**Tujuan Tugas**: Dalam artikel tentang Garuda Indonesia di bawah, berapa potongan harga yang ditawarkan kepada PLN?

Jumat, 16 April 2010

Memperkokoh Dominasi Domestik Menyongsong Open Sky



Berdiri tegak dengan wajah bersinar terang Direktur Utama Garuda Indonesia, Emirsyah Satar, menyampaikan sambutannya di kantor pusat PT Pembangkit Listrik Negara awal April lalu. Hari itu kedua institusi bisnis yang sama-sama milik negara tersebut mengukuhkan kejasama pemasaran (corporate sales). PLN yang para petinggi dan stafnya kerap bepergian dengan pesawat udara baik ke luar maupun dalam negeri ditawari tarif khusus dengan potongan harga (discount) 15%. Untuk tujuan leisure bersama keluarga, harga spesial tersebut juga berlaku.

Begitulah salah satu gambaran betapa gigihnya national flag carrier tersebut berupaya menguasai pasar dalam negeri seluas-luasnya. Langkah itu mengikuti kebijakan serupa yang sudah dijalankan beberapa waktu sebelumnya. Sebanyak 28 BUMN telah lebih dulu mengukuhkan kerjasama sejenis, menggunakan layanan Garuda untuk keperluan perjalanan udara oleh para pejabat dan staf berikut keluarganya. Disebutkan, total terdapat sekitar 600 perusahaan (berikut non-BUMN) yang bakal menjadi pendongkrak jumlah penumpang maskapai nasional terbesar tersebut setidaknya pada tahun ini.

**Cuplikan Daftar**:
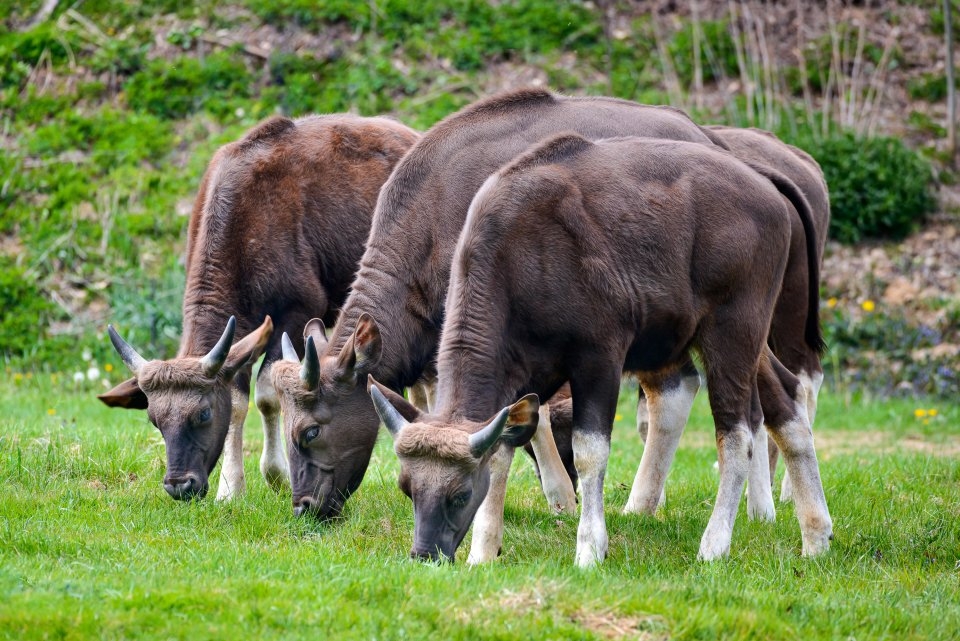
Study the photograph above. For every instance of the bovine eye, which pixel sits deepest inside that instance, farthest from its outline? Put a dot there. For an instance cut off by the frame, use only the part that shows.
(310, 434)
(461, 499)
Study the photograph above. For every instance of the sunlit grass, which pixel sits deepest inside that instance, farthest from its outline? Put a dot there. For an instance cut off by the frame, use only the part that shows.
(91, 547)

* * *

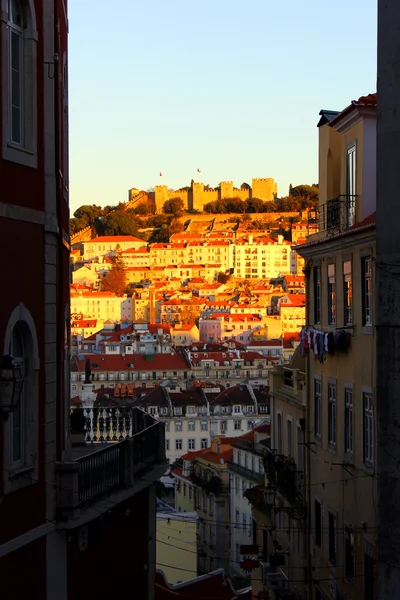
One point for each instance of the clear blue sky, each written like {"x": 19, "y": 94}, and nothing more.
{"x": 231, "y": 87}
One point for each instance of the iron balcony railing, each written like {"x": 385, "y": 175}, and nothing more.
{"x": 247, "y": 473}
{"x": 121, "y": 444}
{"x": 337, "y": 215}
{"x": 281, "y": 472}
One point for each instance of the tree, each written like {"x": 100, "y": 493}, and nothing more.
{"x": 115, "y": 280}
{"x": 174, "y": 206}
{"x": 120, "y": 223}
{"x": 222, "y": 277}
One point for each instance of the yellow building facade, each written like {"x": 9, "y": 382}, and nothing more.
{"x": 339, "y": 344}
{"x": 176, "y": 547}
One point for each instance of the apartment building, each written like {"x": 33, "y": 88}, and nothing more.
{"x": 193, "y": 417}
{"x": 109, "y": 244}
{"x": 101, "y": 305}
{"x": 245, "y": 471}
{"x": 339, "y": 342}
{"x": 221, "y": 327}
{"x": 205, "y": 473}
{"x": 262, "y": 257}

**Jawaban di Bawah**: 15%.